▸ Task statement
What you return should match every record exactly, with the images removed.

▸ Task input
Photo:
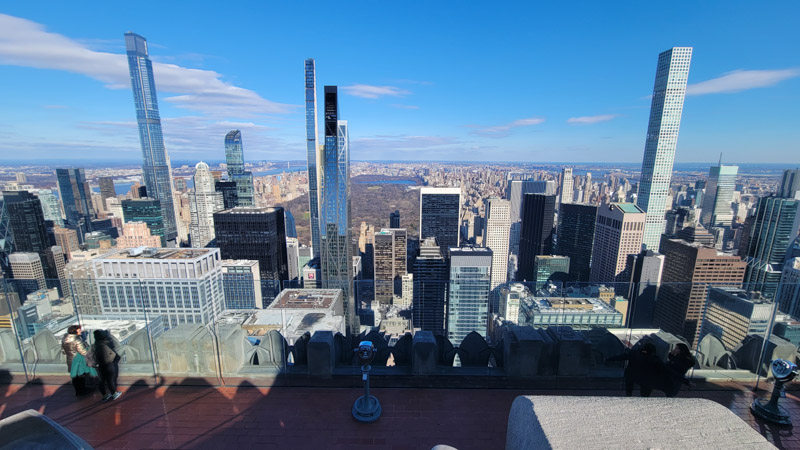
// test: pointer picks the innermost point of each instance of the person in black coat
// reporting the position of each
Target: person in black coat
(680, 361)
(644, 368)
(107, 364)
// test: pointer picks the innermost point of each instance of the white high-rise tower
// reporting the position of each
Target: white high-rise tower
(666, 107)
(203, 203)
(567, 185)
(496, 237)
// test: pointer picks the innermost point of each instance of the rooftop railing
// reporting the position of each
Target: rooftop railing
(560, 335)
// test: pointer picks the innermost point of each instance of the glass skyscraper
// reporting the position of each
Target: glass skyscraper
(312, 153)
(76, 196)
(468, 295)
(156, 169)
(716, 209)
(336, 255)
(234, 158)
(666, 108)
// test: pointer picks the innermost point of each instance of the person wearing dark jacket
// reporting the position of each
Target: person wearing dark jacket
(107, 364)
(79, 360)
(644, 368)
(680, 361)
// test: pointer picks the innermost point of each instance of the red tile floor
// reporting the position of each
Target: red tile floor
(180, 416)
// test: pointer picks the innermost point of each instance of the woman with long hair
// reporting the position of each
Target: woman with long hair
(78, 359)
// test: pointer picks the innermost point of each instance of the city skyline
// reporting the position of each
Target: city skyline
(479, 117)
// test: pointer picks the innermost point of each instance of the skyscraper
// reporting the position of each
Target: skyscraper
(257, 234)
(26, 222)
(617, 234)
(234, 158)
(107, 189)
(536, 237)
(336, 256)
(672, 72)
(148, 211)
(689, 269)
(515, 193)
(575, 234)
(50, 206)
(76, 196)
(440, 215)
(313, 155)
(567, 185)
(203, 203)
(384, 266)
(230, 195)
(156, 170)
(790, 183)
(468, 293)
(716, 209)
(430, 288)
(495, 238)
(774, 227)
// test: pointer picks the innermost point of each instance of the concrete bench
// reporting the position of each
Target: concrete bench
(561, 422)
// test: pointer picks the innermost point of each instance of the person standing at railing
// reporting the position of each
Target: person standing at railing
(680, 361)
(644, 368)
(78, 359)
(107, 364)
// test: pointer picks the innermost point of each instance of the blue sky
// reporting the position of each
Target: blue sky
(479, 81)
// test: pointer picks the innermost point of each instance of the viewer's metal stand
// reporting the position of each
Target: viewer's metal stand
(367, 408)
(770, 411)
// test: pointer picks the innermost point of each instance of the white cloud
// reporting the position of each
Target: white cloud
(399, 106)
(29, 44)
(368, 91)
(742, 80)
(592, 119)
(505, 130)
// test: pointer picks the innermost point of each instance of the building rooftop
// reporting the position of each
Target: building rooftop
(306, 299)
(158, 253)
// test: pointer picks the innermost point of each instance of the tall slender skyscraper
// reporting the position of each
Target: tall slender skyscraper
(567, 185)
(536, 237)
(76, 196)
(575, 237)
(495, 238)
(156, 169)
(336, 257)
(234, 158)
(203, 203)
(313, 155)
(716, 209)
(468, 293)
(666, 107)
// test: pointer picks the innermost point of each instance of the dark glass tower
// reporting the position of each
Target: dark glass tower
(313, 154)
(230, 194)
(774, 227)
(148, 211)
(440, 216)
(536, 237)
(156, 169)
(257, 234)
(234, 158)
(336, 256)
(76, 196)
(431, 276)
(575, 238)
(26, 222)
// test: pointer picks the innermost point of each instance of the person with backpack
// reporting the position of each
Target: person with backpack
(107, 364)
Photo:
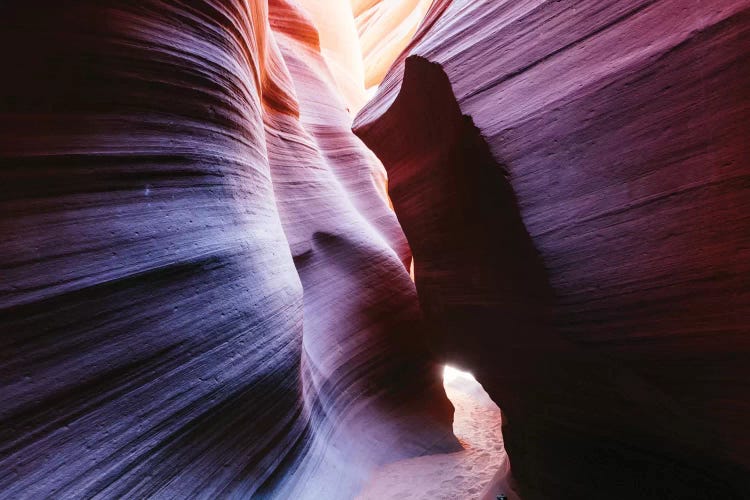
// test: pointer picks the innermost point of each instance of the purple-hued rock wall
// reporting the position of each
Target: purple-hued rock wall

▸ Answer
Photo:
// test: pointer picks the innermost point of each instance of the person in black coat
// reporting the position of each
Target: person in black coat
(680, 361)
(644, 368)
(107, 364)
// test: pointer picks the innermost point of each instance of the white high-rise tower
// reporting the position of each
Target: white high-rise tower
(666, 107)
(203, 203)
(567, 185)
(496, 237)
// test: pointer picks the innermost point of each instance of the rooftop railing
// reporting the position of each
Target: rooftop railing
(560, 335)
// test: pointer picks the innermost point of each instance of the glass skyscraper
// reporting the position of each
Target: glass skyscraper
(312, 153)
(76, 196)
(468, 295)
(156, 169)
(716, 209)
(336, 255)
(234, 158)
(666, 108)
// test: pointer picks the innermost point of each instance of the person wearing dark jacket
// reporting the position of each
Target: person wearing dark jacket
(107, 364)
(79, 360)
(644, 368)
(680, 361)
// test: pointer picks the innermost point of each instance of the red tile floor
// reporting the position of each
Target: red tile floor
(180, 416)
// test: pointer picks the innermost point of each instance of the woman with long hair
// reporting the position of each
Target: woman with long hair
(78, 359)
// test: pointer picks the innermost point of each instance of the city skyline
// reporting the position of each
Target: city skyline
(479, 117)
// test: pointer picks the innermost point of each instance of the skyscraper
// reporting the position of each
Target: skyscraper
(257, 234)
(26, 222)
(617, 234)
(234, 158)
(107, 189)
(536, 237)
(336, 256)
(672, 72)
(148, 211)
(689, 269)
(515, 193)
(575, 234)
(50, 206)
(76, 196)
(440, 215)
(313, 155)
(567, 185)
(203, 203)
(384, 266)
(230, 195)
(156, 170)
(790, 183)
(468, 293)
(716, 209)
(430, 288)
(495, 238)
(774, 227)
// test: pointer picks the innermost point of each instance of the concrete bench
// reporting the position of each
Target: concrete bench
(561, 422)
// test: pointer picks the innermost point of each instance of the person standing at railing
// reporting the position of each
Target: person standing at railing
(680, 361)
(644, 368)
(78, 359)
(107, 364)
// test: pointer picks the innermost point of each instance of the blue sky
// reporting the position of each
Target: blue sky
(479, 81)
// test: pointer picks the innermost point of each instance of the viewer's metal stand
// reporting the position of each
Target: viewer's metal stand
(367, 408)
(770, 411)
// test: pointer picks the innermost point of each instance of the white cloud
// reporting the position of each
Target: white cloud
(399, 106)
(29, 44)
(368, 91)
(742, 80)
(592, 119)
(505, 130)
// test: pointer picks the innermost point of each instance of the building rooftop
// reporting the position of each
Target: building rooftop
(306, 299)
(158, 253)
// test: pointer picks the innermost point of each instance of the tall slender skyscraper
// reporting the position of each
Target: tall slender skyscraper
(567, 185)
(536, 237)
(76, 196)
(575, 237)
(495, 238)
(156, 169)
(336, 257)
(234, 158)
(203, 203)
(313, 155)
(716, 209)
(468, 293)
(666, 107)
// test: pointer picks the innermost point of each instance of the dark glass tower
// reporting the position of each
Target: dark glass tower
(313, 154)
(230, 194)
(774, 227)
(148, 211)
(440, 216)
(536, 237)
(156, 169)
(257, 234)
(234, 158)
(336, 256)
(76, 196)
(431, 276)
(575, 238)
(26, 222)
// test: pointer picks the innermost point of each instance of the person with backpack
// reporting the position of each
Target: person with backpack
(107, 364)
Photo:
// test: pointer picks the innermost point of each instance of the purple-hued rock wall
// reporting the position of each
Target: purple-hued rock wall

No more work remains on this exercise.